⟨

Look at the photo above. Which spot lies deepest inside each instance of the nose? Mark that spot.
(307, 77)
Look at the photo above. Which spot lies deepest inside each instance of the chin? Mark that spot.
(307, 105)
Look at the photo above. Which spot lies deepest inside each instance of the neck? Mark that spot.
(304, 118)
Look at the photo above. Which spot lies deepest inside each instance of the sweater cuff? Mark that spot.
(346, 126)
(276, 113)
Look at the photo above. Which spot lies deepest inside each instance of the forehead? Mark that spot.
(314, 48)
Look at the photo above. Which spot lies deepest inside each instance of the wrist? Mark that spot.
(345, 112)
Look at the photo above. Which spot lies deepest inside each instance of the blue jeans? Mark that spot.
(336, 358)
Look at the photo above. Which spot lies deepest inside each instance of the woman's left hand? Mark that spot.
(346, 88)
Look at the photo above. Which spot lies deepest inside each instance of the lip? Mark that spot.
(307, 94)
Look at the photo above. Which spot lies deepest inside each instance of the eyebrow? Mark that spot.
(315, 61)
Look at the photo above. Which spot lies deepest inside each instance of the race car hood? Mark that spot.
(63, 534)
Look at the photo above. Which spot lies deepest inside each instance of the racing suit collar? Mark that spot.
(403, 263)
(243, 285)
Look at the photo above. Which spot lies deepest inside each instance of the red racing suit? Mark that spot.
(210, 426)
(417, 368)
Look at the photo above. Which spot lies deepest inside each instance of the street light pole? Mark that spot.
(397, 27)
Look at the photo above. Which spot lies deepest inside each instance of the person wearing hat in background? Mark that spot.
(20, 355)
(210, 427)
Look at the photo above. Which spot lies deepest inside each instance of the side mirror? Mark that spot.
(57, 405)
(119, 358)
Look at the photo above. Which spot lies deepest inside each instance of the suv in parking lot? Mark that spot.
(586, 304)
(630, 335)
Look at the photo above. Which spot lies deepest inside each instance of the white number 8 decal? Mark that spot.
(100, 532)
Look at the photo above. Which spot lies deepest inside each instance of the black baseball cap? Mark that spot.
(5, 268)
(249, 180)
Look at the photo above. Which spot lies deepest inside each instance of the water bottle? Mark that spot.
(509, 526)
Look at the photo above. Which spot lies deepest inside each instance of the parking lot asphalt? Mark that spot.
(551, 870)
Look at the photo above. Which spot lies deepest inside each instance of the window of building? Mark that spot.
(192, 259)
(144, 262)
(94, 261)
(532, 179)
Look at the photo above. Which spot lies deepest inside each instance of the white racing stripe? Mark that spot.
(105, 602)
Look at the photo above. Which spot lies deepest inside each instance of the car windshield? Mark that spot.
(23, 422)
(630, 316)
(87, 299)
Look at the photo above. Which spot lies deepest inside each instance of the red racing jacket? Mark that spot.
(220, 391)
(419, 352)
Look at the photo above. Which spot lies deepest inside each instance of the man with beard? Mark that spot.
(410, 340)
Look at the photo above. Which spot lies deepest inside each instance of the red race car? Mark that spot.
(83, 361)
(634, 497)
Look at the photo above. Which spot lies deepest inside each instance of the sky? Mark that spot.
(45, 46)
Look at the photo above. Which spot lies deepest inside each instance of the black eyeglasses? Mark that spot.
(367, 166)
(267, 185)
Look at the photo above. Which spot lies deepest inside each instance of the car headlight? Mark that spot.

⟩

## Job
Reproduce the listing above word for word.

## Written response
Look at the photo above. Which spot lies deepest inside each instance of the nose? Mark that spot.
(307, 77)
Look at the photo above. Which spot lies deepest inside each instance of the chin? Mark that spot.
(307, 105)
Look at the photo above. Which spot lies deepest inside each instance of the neck? Mark that spot.
(304, 118)
Look at the photo above. Which spot lies deepest inside each instance of the sweater cuff? Mark that spot.
(346, 126)
(276, 113)
Look at the photo above. Which spot lies deepest inside each instance of the forehead? Mark that spot.
(314, 48)
Look at the photo above. Which spot lies deepest inside each instance of the wrist? Mark that spot.
(345, 112)
Look at the photo above. Which spot lies deepest inside each instance of the blue jeans? Mark that spot.
(336, 358)
Look at the photo above. Which spot lies deepest inside each instance of the woman's left hand? Mark that spot.
(346, 88)
Look at the photo above. Which spot lies deepest inside each instance of the lip? Mark that spot.
(307, 94)
Look at the photo above. Which spot lies deepest inside each instance of the eyebrow? Mark that spot.
(315, 61)
Look at the photo above. Which spot lies deepest inside each instance of the race car hood? Mark that spot.
(63, 534)
Look at the photo above. Which spot lies deepest inside each instance of the racing suit collar? Mark that spot.
(403, 263)
(243, 285)
Look at the photo above. Which spot lies deepest inside each instance of the red racing suit? Mark that spot.
(210, 426)
(417, 368)
Look at the photo above. Which spot lies deepest inside each instance of the street light pole? Mark that spot.
(397, 27)
Look at the photo above. Which spot lies deepest inside each instance of the person wearing hat in background? Mark that spot.
(20, 355)
(210, 427)
Look at the photo above. Which spot lies deepest inside each instance of the side mirror? Mark that spot.
(57, 405)
(119, 358)
Look at the photo above. Which spot lies deepest inside each instance of the suv in parking lot? Mark that spot.
(586, 304)
(630, 335)
Look at the photo above. Which spot lies deepest inside each instance of the white number 8 decal? Mark that spot.
(100, 532)
Look at the photo above. Which spot lies deepest inside each instance of the black baseball cap? Mark that spot.
(5, 268)
(249, 180)
Look at the photo above. Which spot lies deepest inside each instance of the water bottle? Mark that spot.
(509, 526)
Look at the photo above. Which spot lies deepest inside each instance of the parking lot asphalt? Mark that spot.
(551, 870)
Look at the photo above. Which spot lies deepest inside each instance of the window of building? Mark that spot.
(192, 259)
(144, 262)
(94, 261)
(532, 179)
Look at the photo above. Which spot lies deepest inside each instance of the white racing stripe? Mark that spot.
(105, 602)
Look at the photo above. Which spot lies deepest inside each instance of the car windshield? Mark that spot.
(23, 422)
(630, 316)
(87, 299)
Look at the photo above. Which spot lies deepest inside each instance of the red racing jacket? Mark that spot.
(220, 391)
(419, 352)
Look at the photo above. Which spot lies deepest inside each instance of the man with beard? Mark that spot.
(410, 340)
Look at the photo above. Which spot lies deepest inside each instance of the red race car? Mark that spot.
(83, 361)
(634, 497)
Look at the photo above. Which spot lies deepest inside each instance of the sky? Mark that spot.
(45, 46)
Look at the photo above. Which spot lies deepest inside each instance of the black eyeglasses? Mark that spot.
(367, 166)
(267, 185)
Look at the photo above. Which spot lies deepest inside each instance of the car headlight? Mark that spot.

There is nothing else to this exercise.